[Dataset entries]
☆ ☆ ☆ ☆
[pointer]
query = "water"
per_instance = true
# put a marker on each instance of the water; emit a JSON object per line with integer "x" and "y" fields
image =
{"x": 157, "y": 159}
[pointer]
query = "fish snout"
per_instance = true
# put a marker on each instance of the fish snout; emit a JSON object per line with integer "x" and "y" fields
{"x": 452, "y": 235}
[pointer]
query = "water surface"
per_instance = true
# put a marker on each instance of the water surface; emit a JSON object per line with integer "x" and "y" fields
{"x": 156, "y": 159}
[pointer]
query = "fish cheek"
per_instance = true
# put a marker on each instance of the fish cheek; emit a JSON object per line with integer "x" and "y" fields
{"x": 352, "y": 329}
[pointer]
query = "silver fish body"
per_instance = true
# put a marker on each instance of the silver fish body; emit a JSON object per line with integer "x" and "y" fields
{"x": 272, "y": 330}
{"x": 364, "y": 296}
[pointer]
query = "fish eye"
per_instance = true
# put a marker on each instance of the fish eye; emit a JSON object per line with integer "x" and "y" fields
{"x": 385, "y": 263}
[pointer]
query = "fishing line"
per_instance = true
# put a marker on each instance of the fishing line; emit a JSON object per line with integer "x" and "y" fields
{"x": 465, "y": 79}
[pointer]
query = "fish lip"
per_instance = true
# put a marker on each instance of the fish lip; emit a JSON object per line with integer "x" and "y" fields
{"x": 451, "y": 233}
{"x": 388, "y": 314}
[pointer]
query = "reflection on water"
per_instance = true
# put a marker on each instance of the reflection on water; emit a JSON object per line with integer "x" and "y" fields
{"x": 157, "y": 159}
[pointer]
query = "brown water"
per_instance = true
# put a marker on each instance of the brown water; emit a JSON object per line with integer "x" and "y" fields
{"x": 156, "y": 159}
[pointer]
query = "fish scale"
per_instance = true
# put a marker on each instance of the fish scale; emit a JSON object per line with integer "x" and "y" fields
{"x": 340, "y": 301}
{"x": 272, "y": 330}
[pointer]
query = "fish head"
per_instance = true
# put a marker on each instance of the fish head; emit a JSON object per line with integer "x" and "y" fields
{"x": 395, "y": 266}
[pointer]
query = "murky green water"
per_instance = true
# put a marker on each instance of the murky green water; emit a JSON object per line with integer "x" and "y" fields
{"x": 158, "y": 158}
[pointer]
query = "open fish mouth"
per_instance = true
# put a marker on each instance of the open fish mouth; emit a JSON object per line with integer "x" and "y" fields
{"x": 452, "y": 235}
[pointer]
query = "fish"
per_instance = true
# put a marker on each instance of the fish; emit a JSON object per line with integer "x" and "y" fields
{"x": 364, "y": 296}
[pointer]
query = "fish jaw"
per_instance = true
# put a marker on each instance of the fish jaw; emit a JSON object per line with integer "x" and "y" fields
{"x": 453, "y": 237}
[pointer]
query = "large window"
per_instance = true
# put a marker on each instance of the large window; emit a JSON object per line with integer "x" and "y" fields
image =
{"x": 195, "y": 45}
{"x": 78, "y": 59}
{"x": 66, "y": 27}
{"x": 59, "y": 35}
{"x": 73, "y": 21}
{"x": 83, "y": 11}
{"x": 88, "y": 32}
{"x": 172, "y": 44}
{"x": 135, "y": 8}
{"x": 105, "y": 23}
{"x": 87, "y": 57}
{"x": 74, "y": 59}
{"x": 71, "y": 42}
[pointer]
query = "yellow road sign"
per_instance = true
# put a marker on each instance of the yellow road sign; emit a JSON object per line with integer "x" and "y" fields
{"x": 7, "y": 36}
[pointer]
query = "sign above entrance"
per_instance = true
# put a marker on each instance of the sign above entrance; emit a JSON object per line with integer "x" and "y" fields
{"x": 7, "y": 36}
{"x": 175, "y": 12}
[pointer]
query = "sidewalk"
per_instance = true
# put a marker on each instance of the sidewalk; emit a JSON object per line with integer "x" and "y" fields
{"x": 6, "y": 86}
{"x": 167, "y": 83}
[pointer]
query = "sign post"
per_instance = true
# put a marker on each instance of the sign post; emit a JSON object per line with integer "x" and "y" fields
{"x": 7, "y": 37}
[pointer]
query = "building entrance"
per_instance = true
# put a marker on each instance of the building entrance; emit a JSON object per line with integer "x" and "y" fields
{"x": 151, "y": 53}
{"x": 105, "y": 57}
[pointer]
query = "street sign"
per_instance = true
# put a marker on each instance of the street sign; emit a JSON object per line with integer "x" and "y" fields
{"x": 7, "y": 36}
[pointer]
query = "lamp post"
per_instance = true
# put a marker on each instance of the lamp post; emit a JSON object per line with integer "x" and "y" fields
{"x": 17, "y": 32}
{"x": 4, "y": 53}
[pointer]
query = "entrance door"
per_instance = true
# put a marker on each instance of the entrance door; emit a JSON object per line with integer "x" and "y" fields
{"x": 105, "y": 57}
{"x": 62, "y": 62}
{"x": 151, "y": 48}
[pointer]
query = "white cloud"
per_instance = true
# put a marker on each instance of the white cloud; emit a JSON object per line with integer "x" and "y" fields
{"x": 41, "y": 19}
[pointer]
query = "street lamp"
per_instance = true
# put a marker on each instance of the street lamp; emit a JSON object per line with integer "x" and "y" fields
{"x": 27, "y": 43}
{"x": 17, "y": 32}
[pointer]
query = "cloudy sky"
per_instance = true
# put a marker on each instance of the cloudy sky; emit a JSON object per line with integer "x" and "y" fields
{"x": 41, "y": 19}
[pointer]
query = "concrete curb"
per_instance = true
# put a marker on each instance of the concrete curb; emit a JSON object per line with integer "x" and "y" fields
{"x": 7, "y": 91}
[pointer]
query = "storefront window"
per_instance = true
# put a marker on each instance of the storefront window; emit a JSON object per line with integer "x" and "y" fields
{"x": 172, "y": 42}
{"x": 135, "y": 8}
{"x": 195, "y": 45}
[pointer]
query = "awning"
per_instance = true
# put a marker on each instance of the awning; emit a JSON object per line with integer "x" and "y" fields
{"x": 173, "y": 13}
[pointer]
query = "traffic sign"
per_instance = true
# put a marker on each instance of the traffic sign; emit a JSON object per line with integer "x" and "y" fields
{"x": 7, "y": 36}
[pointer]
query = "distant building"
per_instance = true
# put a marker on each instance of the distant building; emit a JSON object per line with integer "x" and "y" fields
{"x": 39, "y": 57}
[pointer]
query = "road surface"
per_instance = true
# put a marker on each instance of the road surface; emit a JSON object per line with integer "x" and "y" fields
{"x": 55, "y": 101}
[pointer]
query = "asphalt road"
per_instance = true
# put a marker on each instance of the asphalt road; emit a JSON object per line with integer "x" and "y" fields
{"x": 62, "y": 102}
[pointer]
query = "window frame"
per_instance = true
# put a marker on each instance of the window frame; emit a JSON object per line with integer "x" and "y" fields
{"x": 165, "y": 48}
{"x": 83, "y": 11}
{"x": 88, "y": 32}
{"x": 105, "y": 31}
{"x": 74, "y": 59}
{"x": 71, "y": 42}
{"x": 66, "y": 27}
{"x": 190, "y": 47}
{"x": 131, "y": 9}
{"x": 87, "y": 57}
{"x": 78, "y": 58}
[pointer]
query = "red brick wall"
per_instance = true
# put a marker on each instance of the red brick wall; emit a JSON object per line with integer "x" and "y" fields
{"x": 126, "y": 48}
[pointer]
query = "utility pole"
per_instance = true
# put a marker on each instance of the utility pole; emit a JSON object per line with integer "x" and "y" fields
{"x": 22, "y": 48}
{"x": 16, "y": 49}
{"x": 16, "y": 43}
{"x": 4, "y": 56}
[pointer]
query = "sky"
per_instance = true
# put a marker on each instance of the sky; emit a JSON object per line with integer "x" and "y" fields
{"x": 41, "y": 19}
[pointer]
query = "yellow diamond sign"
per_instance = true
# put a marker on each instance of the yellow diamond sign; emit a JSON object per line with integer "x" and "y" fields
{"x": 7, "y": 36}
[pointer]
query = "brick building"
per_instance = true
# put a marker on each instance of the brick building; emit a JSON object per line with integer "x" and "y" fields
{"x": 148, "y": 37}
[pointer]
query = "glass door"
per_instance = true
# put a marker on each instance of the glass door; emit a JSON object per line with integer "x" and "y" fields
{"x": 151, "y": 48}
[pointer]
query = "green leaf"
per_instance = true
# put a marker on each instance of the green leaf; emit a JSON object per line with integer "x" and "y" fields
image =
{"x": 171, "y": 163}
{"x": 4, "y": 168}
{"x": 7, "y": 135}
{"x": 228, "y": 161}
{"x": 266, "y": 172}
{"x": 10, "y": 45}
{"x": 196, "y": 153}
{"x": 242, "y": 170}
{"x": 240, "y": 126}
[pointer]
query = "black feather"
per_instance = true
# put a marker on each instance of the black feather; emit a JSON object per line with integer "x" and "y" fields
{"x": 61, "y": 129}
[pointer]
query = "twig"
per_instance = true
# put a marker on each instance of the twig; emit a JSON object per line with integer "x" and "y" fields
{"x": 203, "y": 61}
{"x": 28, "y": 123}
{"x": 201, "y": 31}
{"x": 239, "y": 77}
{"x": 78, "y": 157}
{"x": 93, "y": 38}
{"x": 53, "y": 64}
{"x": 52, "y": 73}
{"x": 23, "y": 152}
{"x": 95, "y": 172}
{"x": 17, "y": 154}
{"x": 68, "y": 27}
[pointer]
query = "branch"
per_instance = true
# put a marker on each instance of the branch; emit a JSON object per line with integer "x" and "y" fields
☆ ☆ ☆ ☆
Whenever a line of the entries contains the string "branch", copy that line.

» **Task result**:
query = "branch"
# put a marker on each instance of the branch; emit a JSON object per line with integer "x" and "y" fields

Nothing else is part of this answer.